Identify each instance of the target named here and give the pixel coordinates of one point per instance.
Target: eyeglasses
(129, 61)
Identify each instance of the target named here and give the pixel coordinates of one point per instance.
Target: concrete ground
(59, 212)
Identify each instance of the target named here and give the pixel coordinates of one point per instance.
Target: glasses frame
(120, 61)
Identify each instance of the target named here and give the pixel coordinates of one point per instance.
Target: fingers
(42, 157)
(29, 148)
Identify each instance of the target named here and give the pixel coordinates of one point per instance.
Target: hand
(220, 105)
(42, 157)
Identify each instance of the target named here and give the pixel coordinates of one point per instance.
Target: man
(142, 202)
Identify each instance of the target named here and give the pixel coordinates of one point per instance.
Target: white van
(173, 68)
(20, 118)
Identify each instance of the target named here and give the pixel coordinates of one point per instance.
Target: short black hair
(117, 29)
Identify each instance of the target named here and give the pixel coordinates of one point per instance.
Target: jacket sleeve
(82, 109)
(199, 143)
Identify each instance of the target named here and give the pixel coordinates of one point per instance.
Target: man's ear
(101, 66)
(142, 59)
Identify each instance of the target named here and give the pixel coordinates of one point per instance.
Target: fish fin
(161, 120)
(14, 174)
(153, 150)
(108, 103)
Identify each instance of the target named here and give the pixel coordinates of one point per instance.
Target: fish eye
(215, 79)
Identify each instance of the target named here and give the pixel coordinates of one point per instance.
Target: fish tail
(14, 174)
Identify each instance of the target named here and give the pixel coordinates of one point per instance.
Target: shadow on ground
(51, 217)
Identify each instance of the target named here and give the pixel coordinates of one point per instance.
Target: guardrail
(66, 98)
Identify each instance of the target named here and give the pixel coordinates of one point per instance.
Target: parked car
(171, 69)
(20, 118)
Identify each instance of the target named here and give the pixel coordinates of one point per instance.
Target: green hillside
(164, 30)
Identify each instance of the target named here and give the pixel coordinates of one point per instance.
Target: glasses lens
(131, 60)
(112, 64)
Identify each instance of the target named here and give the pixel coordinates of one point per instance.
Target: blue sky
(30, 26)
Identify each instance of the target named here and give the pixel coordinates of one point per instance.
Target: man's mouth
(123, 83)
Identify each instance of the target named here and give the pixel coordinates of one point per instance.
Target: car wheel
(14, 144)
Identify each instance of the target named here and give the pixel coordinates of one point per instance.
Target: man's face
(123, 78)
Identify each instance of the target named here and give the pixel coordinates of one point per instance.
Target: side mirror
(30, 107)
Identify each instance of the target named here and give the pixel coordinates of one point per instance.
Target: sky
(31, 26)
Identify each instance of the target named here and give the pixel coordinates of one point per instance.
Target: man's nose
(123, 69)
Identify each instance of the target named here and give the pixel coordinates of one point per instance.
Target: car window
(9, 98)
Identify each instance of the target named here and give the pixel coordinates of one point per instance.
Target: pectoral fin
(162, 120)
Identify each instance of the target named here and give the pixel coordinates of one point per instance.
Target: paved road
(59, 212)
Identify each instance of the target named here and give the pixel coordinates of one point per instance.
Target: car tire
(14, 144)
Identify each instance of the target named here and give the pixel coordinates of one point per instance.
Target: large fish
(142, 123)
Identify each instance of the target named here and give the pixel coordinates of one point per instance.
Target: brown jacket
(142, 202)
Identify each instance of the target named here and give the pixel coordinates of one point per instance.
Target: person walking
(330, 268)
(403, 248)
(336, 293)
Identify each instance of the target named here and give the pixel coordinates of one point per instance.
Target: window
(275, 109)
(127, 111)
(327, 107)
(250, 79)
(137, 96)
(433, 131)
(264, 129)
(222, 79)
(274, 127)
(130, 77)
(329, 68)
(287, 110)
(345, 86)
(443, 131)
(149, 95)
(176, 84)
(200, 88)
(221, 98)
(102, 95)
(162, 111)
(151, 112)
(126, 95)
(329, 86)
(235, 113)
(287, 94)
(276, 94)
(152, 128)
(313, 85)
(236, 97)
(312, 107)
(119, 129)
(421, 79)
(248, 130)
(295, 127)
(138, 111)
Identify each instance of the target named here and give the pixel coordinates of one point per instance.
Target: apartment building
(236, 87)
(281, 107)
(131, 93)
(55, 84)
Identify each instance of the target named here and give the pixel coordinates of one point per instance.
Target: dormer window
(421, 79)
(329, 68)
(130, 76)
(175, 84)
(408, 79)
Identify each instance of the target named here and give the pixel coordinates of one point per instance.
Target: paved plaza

■ ■ ■ ■

* **DIRECTIONS FOR THIS TASK**
Repeat, word for word, all of the data shown above.

* **COMPLETED TASK**
Identify each instance of the target named here and give the pixel coordinates of one point per instance.
Target: eyeglasses
(129, 61)
Identify each instance of the target named here and give the pixel coordinates of one point per instance.
Target: concrete ground
(59, 212)
Identify each instance of the target named here and give the pixel coordinates of one point per instance.
Target: glasses frame
(120, 61)
Identify each instance of the target named here and give the pixel coordinates of one point per instance.
Target: fingers
(42, 157)
(29, 148)
Identify each instance of the target named here and give the pixel coordinates of one point per instance.
Target: hand
(220, 105)
(42, 157)
Identify each instance of the target named here and give the pixel coordinates of one point per instance.
Target: man
(142, 202)
Identify each instance of the target named here and give the pixel coordinates of one point per instance.
Target: white van
(173, 68)
(20, 118)
Identify each instance of the target named here and give the pixel coordinates of one point per instance.
Target: short black hair
(117, 29)
Identify each instance of the target named here and give the pixel coordinates of one point per instance.
Target: jacket sleeve
(82, 109)
(199, 143)
Identify each instance of the target named here and give the pixel coordinates of one point per instance.
Target: man's ear
(101, 66)
(142, 59)
Identify each instance of the target named here and give the pixel coordinates of one point per instance.
Target: fish fin
(161, 120)
(14, 174)
(153, 150)
(108, 103)
Identify each instance of the target named here and give the pixel coordinates of one point per instance.
Target: fish eye
(215, 79)
Identify each instance of the target named here and give the pixel coordinates of one point per instance.
Target: fish tail
(14, 174)
Identify each instance of the target named here and give the pixel coordinates of one point per instance.
Target: shadow on ground
(51, 217)
Identify each instance of the target named here and give the pixel coordinates of one point per instance.
Target: guardrail
(66, 98)
Identify each instance of the target named here and give the pixel coordinates of one point per instance.
Target: parked car
(171, 69)
(20, 118)
Identify each instance of the target named here and give the pixel coordinates of one point per instance.
Target: green hillside
(164, 30)
Identify each instance of the target named here and give the pixel coordinates of one point per instance.
Target: glasses lens
(131, 60)
(112, 64)
Identify each instance of the target named here and give the pixel coordinates of one point per instance.
Target: blue sky
(30, 26)
Identify each instance of the target named here and give the pixel coordinates of one point per instance.
Target: man's mouth
(123, 83)
Identify each instance of the target named here and give the pixel coordinates of one point per instance.
Target: car wheel
(14, 144)
Identify each instance of the target named here and give the pixel coordinates of one point per instance.
Target: man's face
(123, 78)
Identify each instance of the target named here and give the pixel coordinates of one point per instance.
Target: side mirror
(30, 107)
Identify each instance of the target named here and give the pixel coordinates of one point per instance.
Target: sky
(31, 26)
Identify each instance of the target named here and give the pixel coordinates of one point per instance.
Target: man's nose
(123, 69)
Identify each instance of the target named here and give the pixel coordinates of one point per instance.
Target: car window
(9, 98)
Identify each instance of the target named here and give the pixel coordinates of one point per instance.
Target: pectoral fin
(162, 120)
Identify each instance of the target named here and give the pixel coordinates of one point per instance.
Target: paved road
(59, 212)
Identify each instance of the target named here and give the pixel coordinates of one point per instance.
Target: car tire
(14, 144)
Identify each instance of the target named here and give the pixel coordinates of one point per instance.
Target: large fish
(142, 123)
Identify each instance of the target named here and give the pixel coordinates of one point per instance.
Target: brown jacket
(142, 202)
Identify each instance of the target named here and give the pixel coordinates of one point per instance.
Target: person walking
(330, 268)
(403, 248)
(336, 293)
Identify each instance of the target named here and give the pixel coordinates of one point per instance.
Target: window
(275, 109)
(127, 111)
(327, 107)
(250, 79)
(137, 96)
(433, 131)
(264, 129)
(222, 79)
(274, 127)
(130, 77)
(329, 68)
(287, 110)
(345, 86)
(443, 131)
(149, 95)
(176, 84)
(200, 88)
(221, 98)
(102, 95)
(162, 111)
(151, 112)
(126, 95)
(329, 86)
(235, 113)
(287, 94)
(276, 94)
(152, 128)
(313, 85)
(236, 97)
(312, 107)
(119, 129)
(421, 79)
(248, 130)
(295, 127)
(138, 111)
Identify each instance of the target named here and give the pixel coordinates of one point per instance.
Target: apartment building
(236, 87)
(281, 107)
(131, 93)
(55, 84)
Identify each instance of the target named here and give the pixel coordinates of one point per instance.
Target: dormer window
(421, 79)
(329, 68)
(130, 76)
(175, 84)
(408, 79)
Identify each instance of the target named here and give the pixel coordinates of one point per instance.
Target: paved plaza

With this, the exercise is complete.